In deep learning, we usually have a set of visible variables $v$, and hiden $h$.  
Inference is usually to compute $p(h|v)$, or it's expectation. There are often necessary for maximum likelihood learning.  

Many deep models (many latent layers) have intractable posterior distribution. This is due to interractions between latent variables.

# Inference as Optimization

Inference can be described as an optimization problem, and we can find an approximate solution to it.  
We want to compute $\log p(v;\theta)$, mut it may be too costly to marginalize out $h$.  
We can compute instead the evidence lower bound (ELBO):
$$\mathcal{L}(v, \theta, q) = \log p(v;\theta) - D_\text{KL}(q(h|v)||p(h|v;\theta))$$
with $q$ arbitrary distribution.  
$L \leq \log p(v;\theta)$, they are equal if $q$ is the same distribution as $p(h|v)$.  
$\mathcal{L}$ can be a lot more easy to compute for some $q$. We can rewrite it as:
$$\mathcal{L}(v, \theta, q) = \mathbb{E}_{h \sim q}[\log p(h,v)] + H(q)$$
$$H(q) = - \mathbb{E}_{h \sim q}[\log q(h|v)]$$

We can think of inference as finding $q$ to maximizes $\mathcal{L}$.  
Exact inference search over a family of function that contains $p(h|v)$. We can make inference less expensive by:
- Search over a restricted family of $q$
- Une an imperfect optimization prodecure.

> **Extracted data**:
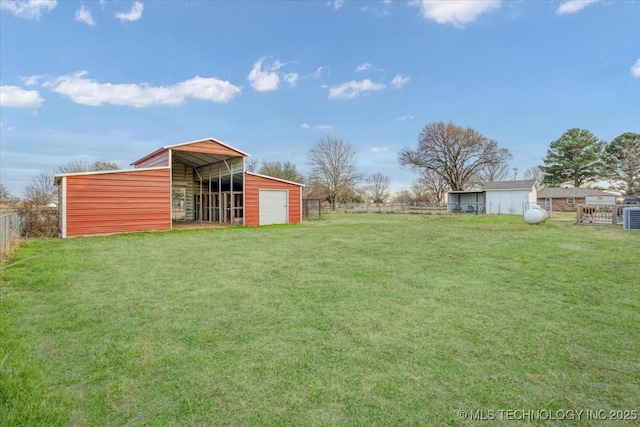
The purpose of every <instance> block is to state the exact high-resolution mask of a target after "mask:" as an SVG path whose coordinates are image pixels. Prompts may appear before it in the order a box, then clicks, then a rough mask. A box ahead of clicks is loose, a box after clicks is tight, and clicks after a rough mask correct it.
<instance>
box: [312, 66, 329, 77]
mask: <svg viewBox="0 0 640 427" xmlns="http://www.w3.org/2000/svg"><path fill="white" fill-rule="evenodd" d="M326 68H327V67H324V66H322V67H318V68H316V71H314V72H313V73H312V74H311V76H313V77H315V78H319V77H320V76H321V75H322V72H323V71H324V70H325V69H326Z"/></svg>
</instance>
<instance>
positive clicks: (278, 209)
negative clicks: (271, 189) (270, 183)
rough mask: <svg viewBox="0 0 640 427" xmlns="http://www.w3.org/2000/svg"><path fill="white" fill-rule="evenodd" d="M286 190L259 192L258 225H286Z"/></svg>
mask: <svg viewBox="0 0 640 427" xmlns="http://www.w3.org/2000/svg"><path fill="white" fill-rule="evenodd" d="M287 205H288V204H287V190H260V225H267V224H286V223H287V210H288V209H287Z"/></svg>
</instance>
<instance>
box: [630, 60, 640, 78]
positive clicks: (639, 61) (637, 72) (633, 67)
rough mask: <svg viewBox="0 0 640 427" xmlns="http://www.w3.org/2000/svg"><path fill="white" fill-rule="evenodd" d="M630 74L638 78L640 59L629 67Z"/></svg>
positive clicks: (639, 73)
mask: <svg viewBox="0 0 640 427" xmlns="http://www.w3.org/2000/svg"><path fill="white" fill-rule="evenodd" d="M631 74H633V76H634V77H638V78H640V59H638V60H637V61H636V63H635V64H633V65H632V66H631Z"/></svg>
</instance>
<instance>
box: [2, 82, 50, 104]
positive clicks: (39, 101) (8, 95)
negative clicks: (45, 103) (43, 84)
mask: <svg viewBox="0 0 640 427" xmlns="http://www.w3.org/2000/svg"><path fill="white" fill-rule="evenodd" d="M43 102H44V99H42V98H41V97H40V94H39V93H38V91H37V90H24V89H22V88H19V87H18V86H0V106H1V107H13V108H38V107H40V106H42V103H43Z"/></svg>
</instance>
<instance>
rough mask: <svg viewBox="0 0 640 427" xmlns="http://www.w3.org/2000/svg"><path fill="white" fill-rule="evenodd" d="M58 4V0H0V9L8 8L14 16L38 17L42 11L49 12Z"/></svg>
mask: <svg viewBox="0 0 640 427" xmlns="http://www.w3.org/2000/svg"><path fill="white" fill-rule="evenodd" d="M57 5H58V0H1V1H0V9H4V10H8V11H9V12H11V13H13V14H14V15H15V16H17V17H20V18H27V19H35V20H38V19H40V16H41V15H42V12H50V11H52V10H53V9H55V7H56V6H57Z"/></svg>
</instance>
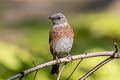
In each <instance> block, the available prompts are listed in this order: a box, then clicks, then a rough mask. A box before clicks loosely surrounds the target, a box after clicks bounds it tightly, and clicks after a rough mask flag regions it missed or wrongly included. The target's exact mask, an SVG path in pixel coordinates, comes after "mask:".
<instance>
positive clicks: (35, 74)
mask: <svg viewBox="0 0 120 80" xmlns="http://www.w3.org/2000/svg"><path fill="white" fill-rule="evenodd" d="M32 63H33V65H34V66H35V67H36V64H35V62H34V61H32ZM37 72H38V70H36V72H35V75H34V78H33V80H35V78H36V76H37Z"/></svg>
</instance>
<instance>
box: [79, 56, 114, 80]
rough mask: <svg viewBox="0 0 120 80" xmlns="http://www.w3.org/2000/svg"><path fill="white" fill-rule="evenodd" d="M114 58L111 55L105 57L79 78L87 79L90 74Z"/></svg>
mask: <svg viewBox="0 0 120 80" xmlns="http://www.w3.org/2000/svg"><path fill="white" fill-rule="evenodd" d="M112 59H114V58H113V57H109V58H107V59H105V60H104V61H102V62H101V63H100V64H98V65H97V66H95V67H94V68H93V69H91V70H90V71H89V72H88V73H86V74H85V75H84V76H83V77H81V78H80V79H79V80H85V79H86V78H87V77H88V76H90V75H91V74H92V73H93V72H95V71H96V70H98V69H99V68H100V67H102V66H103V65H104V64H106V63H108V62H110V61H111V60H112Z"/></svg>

---

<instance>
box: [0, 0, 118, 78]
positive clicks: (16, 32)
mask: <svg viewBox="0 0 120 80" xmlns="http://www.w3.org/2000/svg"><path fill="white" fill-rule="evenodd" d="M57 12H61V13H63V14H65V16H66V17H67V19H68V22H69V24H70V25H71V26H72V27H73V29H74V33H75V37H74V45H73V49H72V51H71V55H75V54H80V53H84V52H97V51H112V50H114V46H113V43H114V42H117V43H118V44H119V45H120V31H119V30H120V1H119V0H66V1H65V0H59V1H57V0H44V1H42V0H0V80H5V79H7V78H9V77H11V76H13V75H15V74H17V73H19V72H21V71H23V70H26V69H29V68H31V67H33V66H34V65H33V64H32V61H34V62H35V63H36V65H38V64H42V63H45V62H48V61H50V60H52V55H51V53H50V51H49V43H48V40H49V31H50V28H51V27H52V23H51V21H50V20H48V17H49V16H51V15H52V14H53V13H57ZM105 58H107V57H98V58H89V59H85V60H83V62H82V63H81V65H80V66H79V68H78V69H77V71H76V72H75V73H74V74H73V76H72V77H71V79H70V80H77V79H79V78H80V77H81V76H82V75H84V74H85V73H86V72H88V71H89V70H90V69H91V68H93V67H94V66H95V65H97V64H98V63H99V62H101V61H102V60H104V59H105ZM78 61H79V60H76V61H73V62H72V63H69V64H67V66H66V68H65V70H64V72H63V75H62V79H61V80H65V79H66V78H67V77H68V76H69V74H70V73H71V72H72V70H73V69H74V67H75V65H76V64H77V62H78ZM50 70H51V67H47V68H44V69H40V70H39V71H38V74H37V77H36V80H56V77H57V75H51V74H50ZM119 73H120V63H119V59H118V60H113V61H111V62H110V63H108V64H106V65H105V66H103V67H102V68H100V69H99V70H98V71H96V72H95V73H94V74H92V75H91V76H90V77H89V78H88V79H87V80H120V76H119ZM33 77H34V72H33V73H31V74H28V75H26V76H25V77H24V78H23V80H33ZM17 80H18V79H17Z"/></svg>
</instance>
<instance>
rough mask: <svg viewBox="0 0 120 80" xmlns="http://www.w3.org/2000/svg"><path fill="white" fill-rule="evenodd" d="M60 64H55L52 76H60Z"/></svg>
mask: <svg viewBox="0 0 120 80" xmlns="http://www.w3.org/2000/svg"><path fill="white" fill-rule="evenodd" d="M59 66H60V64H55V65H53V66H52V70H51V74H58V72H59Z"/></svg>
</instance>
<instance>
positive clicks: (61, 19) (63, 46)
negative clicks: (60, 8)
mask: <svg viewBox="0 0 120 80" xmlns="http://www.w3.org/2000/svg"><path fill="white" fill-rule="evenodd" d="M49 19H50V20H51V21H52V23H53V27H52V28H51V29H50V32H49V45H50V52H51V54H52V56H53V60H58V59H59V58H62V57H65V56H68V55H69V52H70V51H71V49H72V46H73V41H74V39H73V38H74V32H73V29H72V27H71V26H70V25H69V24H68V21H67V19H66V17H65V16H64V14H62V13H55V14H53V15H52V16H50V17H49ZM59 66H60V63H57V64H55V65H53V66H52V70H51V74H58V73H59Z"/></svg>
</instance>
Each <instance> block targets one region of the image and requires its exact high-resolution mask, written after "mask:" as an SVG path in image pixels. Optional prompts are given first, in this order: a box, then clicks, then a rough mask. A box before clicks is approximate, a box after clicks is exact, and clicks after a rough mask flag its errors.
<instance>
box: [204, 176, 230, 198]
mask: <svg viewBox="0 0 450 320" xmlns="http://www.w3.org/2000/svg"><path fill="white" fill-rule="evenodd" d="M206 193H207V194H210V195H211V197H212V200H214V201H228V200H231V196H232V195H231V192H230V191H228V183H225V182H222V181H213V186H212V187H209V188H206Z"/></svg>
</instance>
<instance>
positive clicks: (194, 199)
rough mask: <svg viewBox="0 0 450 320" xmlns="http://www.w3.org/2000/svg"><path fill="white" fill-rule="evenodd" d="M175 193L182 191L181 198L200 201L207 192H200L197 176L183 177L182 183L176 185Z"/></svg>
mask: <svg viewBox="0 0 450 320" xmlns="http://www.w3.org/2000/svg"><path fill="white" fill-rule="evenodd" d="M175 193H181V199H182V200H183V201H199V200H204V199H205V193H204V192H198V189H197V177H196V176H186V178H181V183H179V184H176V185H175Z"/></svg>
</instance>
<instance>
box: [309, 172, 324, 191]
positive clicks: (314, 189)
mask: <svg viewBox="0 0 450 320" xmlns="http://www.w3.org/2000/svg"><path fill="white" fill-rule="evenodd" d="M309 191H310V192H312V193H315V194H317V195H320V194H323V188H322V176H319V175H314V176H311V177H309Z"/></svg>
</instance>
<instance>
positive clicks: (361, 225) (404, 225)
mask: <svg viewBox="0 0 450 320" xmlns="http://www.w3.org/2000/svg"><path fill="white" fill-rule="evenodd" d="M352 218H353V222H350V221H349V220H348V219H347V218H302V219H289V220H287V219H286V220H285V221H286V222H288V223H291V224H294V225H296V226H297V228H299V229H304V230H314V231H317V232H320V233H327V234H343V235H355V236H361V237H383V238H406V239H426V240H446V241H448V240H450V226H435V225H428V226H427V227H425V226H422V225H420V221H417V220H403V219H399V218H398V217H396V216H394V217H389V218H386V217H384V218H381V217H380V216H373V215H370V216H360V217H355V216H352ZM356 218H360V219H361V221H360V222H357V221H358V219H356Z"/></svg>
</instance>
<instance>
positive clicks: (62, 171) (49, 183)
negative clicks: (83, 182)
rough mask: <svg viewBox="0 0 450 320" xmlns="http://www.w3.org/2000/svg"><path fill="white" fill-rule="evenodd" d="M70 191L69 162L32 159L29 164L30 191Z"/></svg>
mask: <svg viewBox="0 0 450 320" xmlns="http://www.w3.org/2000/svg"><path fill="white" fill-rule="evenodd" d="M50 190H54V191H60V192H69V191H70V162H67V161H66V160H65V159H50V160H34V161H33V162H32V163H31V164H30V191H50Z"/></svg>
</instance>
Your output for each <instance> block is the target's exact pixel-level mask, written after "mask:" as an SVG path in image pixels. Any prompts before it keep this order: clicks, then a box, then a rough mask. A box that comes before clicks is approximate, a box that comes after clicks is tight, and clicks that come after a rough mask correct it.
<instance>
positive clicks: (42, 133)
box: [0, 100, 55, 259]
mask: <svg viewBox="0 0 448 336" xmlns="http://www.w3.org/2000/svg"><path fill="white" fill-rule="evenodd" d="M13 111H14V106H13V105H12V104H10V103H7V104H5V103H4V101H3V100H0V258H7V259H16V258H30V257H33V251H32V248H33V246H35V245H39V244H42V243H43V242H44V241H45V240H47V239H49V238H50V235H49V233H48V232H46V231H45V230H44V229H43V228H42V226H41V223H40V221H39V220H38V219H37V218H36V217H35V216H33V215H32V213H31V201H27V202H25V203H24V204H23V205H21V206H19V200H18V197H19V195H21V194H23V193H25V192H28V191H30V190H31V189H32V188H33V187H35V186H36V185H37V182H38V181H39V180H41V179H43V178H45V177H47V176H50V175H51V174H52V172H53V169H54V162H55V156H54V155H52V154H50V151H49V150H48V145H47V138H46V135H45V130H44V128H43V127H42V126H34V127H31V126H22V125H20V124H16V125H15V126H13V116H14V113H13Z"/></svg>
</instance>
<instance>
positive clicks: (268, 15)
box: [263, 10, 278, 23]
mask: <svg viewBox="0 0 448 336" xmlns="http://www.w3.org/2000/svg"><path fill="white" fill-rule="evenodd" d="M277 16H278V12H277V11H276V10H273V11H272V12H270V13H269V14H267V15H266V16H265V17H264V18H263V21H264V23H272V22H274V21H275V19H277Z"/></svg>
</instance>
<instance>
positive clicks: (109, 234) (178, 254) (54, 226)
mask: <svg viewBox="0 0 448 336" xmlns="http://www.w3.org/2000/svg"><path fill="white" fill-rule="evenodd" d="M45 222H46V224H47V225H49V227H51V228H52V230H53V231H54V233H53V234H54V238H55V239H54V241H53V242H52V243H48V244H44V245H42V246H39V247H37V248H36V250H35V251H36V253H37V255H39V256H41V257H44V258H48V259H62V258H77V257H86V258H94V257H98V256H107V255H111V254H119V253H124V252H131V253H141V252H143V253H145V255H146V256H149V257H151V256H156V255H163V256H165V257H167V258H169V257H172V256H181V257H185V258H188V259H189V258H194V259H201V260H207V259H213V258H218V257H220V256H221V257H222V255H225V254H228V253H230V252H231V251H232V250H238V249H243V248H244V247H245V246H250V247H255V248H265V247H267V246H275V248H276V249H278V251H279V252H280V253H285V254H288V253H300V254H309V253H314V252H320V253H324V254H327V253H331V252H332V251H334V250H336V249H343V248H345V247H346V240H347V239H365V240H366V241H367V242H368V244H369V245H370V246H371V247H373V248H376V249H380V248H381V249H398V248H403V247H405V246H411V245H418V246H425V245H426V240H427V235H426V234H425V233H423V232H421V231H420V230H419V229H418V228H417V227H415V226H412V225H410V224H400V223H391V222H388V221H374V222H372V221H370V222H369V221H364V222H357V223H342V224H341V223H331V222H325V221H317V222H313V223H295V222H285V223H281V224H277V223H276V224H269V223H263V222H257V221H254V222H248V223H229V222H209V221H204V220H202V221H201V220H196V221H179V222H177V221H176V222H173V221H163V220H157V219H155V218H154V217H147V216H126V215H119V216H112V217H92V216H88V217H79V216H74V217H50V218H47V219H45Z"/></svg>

> **What you will do**:
a - Answer these questions using the notes on inference in deep learning, giving each answer on its own line with the same mark:
(i) What is inference usually meant to compute?
(ii) What causes many deep models to have an intractable posterior distribution?
(iii) Under what condition is $\mathcal{L}$ equal to $\log p(v;\theta)$?
b - Name every argument that $\mathcal{L}$ takes in the notes on inference in deep learning.
c - Continue the notes on inference in deep learning from the point where they stop.

> **Exercise answers**:
a -
(i) $p(h|v)$, or its expectation.
(ii) Interactions between latent variables.
(iii) When $q$ is the same distribution as $p(h|v)$.

b - $v$, $\theta$, $q$

c -
# Expectation Maximization

EM is a popular algorithm for training with latent variables. We alternate between 2 steps untils convergence:

- E-step: Set $q(h^{(i)}|v) = p(h^{(i)}|v^{(i)};\theta^{(0)})$ for all training examles. $q$ is set in terms of $\theta^{(0)}$, and changing $\theta$ doesn't afect $q$.
- M-Step: maximize $\sum_i \mathcal{L}(v^{(i)},\theta,q)$ w.r.t. $\theta$.  

It can be seen as maximizing $\mathcal{L}$ w.r.t. $q$ on E-step, and $\theta$ on M-step.  
On M-step, we can take one or several gradient steps.  
The M-step introduce a gap between $\mathcal{L}$ and $\log p(v)$ as $\theta$ moves further away from $\theta^{(0)}$. E-step reduces the gap to $0$ each time.

# MAP Inference and Sparse Coding

MAP Inference infer the most likely value:
$$h^* = \arg \max_h p(h|v)$$

MAP inference is a form of approximate inference, with $q$ required to be a Dirac distribution:
$$q(h|v) = \delta(h - \mu)$$
$q$ is entirely controller by $\mu$. Dropping constants terms of $\mathcal{L}$, we get:
$$\mu^* = \arg \max_\mu \log p(h=\mu, v)$$

This can be trained with EM. E-step use MAP inference to infer $h^*$, and M-step updatee $\theta$ to increase $\log p(h^*, v)$.  

MAP inference is usually used for sparse coding.  
We start with a sparse-inducing prior, such as a factorial Laplace:
$$p(h_i) = \frac{\lambda}{2} \exp (-\lambda |h_i|)$$

The visible units are generated with a linear transformation and adding Gaussian noise:
$$p(x|h) = \mathcal{N}(Wh + b, \beta^{-1}I)$$

Computing $p(h|v)$ is difficult because the latent variables are connected, and the sparse prior makes these interractions non-Gaussian.  
We use MAP inference and learn the parameters by maximizing the ELBO.  

Let $H$ matrix of all hidden units, and $V$ matrix of all visible units. The sparse coding process minimizes the following criterion:
$$J(H,W) = \sum_{i,j} |H_{i,j}| + \sum_{i,j} (V - HW^T)^2_{ij}$$

We can minimize $J$ by alternating minimize w.r.t. $H$ (convex) and w.r.t. $W$ (linear regression).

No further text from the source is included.